§ **EXERCISE DESCRIPTION**
Please copy the stretch of items from the line containing "Target: <item>red star symbol</item>" through the line containing "POLYGON ((721 191, 714", keeping every line unchanged.

§ **TASK DATA**
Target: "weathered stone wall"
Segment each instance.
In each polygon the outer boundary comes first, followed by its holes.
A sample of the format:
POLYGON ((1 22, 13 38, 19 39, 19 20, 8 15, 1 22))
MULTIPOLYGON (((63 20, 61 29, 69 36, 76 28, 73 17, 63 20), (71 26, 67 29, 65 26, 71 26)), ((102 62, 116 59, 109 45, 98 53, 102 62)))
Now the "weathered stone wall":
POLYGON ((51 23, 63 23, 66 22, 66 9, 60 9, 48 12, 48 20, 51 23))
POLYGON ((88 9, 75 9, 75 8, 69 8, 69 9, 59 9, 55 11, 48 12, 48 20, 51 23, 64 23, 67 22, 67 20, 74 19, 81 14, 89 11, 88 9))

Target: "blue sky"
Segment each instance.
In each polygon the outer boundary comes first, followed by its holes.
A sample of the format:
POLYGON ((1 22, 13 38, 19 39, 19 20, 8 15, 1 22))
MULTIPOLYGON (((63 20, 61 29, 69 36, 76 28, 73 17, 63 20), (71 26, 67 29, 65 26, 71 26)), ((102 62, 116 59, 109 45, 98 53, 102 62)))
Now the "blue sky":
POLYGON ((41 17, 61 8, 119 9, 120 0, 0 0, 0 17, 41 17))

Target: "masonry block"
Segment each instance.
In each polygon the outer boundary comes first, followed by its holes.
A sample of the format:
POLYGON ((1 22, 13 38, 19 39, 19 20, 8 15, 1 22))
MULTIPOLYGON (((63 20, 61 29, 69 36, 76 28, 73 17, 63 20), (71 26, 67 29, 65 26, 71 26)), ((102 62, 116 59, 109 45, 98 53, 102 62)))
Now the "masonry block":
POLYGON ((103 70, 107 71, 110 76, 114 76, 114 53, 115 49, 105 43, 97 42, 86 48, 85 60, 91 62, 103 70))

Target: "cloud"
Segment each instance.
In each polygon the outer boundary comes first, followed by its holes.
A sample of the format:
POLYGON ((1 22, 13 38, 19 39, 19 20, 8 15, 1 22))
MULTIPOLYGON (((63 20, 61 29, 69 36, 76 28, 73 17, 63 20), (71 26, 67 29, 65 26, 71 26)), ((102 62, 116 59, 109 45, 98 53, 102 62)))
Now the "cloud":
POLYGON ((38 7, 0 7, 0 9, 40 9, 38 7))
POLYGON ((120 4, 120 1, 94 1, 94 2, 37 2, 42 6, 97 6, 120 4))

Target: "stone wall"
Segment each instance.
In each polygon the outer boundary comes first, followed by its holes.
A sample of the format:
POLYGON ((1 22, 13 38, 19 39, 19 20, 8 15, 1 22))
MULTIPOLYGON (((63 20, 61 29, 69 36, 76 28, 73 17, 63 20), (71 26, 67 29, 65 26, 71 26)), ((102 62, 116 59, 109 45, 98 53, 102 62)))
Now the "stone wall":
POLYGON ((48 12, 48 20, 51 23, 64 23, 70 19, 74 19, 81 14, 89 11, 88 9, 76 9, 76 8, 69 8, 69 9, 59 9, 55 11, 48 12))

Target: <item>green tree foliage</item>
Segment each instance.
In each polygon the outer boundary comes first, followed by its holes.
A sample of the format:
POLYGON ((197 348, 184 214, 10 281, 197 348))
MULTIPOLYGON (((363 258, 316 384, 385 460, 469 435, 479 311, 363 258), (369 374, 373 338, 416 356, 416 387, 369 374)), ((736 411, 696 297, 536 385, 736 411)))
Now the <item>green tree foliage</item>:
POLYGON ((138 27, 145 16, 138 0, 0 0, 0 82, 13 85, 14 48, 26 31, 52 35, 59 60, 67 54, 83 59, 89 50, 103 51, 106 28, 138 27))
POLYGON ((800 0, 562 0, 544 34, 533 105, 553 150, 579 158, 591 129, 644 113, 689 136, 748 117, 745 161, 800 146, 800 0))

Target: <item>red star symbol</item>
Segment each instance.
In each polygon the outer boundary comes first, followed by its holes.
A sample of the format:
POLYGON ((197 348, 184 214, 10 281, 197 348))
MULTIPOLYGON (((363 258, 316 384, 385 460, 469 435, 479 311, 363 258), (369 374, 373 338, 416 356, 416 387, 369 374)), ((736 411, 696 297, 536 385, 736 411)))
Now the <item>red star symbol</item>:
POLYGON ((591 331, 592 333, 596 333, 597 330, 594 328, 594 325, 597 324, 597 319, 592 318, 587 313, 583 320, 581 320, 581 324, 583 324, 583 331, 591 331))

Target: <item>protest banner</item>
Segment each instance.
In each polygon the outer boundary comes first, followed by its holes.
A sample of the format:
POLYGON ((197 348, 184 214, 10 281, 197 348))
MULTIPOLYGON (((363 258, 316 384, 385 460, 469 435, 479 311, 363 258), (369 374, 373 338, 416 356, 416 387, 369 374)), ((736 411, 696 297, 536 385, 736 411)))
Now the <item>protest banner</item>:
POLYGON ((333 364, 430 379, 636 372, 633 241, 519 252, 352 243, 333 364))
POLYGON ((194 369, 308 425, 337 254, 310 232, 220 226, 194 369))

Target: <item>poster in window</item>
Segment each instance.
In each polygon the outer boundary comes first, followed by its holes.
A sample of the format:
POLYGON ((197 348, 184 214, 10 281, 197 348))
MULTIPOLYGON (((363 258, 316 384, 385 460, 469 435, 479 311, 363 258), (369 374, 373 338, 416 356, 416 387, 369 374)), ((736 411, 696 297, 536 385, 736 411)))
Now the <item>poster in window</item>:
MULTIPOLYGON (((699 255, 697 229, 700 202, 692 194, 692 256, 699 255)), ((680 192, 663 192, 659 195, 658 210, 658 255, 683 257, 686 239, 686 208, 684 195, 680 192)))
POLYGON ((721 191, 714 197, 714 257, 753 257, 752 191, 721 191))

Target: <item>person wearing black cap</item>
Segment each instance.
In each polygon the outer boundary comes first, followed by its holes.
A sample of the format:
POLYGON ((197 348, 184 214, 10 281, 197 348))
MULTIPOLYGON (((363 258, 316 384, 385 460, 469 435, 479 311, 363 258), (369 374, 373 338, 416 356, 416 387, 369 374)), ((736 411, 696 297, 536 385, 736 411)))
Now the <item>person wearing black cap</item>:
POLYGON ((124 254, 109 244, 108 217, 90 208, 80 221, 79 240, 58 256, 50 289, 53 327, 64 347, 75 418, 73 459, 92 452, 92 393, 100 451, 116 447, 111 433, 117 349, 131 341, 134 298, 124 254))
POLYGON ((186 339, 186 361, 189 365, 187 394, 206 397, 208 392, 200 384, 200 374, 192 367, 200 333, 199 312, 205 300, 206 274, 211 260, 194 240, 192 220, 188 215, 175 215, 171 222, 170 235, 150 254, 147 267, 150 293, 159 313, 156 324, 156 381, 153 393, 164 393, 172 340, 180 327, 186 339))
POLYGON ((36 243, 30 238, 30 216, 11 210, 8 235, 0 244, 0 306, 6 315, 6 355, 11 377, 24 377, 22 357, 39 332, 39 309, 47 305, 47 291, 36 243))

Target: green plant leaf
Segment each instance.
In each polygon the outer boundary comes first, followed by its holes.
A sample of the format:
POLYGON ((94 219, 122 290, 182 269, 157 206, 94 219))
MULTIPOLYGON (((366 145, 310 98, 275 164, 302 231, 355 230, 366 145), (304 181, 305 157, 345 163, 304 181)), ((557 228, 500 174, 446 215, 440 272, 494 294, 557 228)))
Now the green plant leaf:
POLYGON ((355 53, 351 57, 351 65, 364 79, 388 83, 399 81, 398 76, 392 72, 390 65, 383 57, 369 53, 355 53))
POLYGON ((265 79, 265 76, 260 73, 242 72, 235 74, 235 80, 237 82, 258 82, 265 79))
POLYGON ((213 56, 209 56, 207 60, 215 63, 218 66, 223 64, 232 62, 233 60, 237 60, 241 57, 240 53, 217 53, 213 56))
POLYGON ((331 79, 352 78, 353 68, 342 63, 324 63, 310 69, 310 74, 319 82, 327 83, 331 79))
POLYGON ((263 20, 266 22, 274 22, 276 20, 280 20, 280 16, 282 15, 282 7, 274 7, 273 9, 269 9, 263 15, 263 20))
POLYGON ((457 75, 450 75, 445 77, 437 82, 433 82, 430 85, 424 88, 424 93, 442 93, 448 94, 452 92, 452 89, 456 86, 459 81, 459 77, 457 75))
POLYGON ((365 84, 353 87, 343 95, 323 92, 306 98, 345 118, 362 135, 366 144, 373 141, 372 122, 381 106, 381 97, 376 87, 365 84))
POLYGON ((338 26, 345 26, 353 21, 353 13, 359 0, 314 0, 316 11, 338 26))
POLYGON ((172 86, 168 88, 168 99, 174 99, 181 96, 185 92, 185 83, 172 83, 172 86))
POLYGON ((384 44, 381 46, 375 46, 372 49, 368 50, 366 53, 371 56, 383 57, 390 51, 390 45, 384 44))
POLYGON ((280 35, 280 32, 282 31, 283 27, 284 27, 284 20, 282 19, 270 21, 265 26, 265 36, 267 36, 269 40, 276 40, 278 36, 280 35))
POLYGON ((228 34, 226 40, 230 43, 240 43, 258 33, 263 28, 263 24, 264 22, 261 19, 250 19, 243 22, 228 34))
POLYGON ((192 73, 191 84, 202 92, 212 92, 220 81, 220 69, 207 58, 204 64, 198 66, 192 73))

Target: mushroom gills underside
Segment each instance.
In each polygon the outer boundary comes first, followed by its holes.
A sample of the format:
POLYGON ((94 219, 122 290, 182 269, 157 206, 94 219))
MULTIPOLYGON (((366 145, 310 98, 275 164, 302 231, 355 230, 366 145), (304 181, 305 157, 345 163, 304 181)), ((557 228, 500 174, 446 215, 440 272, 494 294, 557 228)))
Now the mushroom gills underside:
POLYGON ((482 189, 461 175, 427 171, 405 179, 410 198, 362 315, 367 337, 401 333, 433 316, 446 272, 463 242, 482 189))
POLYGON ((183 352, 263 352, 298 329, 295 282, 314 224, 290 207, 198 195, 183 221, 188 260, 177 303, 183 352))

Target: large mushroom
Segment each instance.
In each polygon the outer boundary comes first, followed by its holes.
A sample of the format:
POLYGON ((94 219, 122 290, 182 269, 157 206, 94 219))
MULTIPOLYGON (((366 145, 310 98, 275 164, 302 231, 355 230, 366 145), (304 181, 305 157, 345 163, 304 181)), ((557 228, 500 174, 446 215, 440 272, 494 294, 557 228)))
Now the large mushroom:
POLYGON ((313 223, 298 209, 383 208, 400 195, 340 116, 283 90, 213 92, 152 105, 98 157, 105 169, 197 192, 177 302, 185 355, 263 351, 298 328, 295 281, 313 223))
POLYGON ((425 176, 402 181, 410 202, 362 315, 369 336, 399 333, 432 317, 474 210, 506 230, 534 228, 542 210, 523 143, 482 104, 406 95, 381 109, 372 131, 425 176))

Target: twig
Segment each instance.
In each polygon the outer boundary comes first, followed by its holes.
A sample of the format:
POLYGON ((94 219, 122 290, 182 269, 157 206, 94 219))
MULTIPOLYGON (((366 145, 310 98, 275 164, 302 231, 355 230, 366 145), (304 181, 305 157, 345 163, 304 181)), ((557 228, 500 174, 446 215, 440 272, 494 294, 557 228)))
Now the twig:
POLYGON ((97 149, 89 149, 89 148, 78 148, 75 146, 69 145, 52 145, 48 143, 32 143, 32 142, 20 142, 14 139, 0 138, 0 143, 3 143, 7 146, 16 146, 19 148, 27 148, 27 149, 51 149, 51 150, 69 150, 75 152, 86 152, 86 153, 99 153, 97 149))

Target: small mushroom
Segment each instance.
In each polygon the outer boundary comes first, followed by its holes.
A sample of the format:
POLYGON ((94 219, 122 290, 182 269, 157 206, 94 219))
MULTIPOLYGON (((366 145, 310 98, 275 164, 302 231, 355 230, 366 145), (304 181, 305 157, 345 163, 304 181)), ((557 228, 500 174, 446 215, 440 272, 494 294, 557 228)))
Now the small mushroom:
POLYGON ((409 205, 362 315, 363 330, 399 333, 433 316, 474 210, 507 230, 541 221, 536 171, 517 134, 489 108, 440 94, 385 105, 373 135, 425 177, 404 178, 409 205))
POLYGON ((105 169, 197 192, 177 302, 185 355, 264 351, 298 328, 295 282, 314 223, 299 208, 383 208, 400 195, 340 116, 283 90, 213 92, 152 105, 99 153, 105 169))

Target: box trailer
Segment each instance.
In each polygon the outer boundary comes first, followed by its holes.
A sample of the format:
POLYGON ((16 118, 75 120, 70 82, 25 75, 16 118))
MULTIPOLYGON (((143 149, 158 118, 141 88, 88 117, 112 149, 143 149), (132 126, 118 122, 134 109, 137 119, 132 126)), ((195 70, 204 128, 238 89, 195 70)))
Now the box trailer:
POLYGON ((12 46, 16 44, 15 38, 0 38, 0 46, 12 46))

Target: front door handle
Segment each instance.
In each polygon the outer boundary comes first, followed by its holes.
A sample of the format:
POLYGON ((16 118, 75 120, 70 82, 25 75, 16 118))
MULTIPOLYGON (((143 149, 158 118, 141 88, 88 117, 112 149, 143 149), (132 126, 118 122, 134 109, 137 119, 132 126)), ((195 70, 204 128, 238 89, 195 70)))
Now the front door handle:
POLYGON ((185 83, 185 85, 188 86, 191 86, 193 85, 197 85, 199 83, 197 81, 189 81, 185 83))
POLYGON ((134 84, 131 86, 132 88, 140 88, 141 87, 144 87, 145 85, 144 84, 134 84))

§ **EXPECTED ANSWER**
Target: <item>red star symbol</item>
Segment each instance.
In each polygon the outer boundary comes first, followed by its holes.
A sample of the format:
POLYGON ((197 348, 184 214, 10 281, 197 348))
MULTIPOLYGON (((363 258, 316 384, 385 460, 469 435, 479 311, 363 258), (369 374, 373 338, 416 356, 416 387, 369 374)), ((736 411, 696 297, 536 385, 736 411)))
Now the <item>red star symbol</item>:
POLYGON ((591 331, 592 333, 596 333, 597 330, 594 328, 594 325, 597 324, 597 319, 592 318, 587 313, 583 320, 581 320, 581 324, 583 324, 583 331, 591 331))

Target: <item>protest banner</item>
Segment each instance.
In each polygon the outer boundary comes first, followed by its holes.
A sample of the format:
POLYGON ((197 348, 184 214, 10 281, 197 348))
MULTIPOLYGON (((363 258, 316 384, 385 460, 469 435, 479 311, 363 258), (369 374, 373 338, 416 356, 416 387, 369 374)), ((736 411, 696 297, 536 385, 736 411)))
Now the <item>protest banner</item>:
POLYGON ((333 364, 430 379, 636 372, 633 241, 519 252, 352 243, 333 364))
POLYGON ((194 369, 308 425, 337 254, 310 232, 220 226, 194 369))

Target: <item>poster in window</item>
Segment each instance.
In each polygon the outer boundary comes first, followed by its holes.
A sample of the format:
POLYGON ((197 348, 184 214, 10 281, 197 348))
MULTIPOLYGON (((363 258, 316 384, 385 460, 469 435, 479 311, 363 258), (369 374, 373 338, 416 356, 416 387, 369 374)), ((736 411, 696 297, 536 385, 736 411)))
Now the <item>poster in window</item>:
MULTIPOLYGON (((699 255, 697 229, 700 202, 692 194, 692 256, 699 255)), ((680 192, 663 192, 659 195, 658 210, 658 255, 683 257, 686 239, 686 208, 684 195, 680 192)))
POLYGON ((721 191, 714 197, 714 257, 753 257, 752 191, 721 191))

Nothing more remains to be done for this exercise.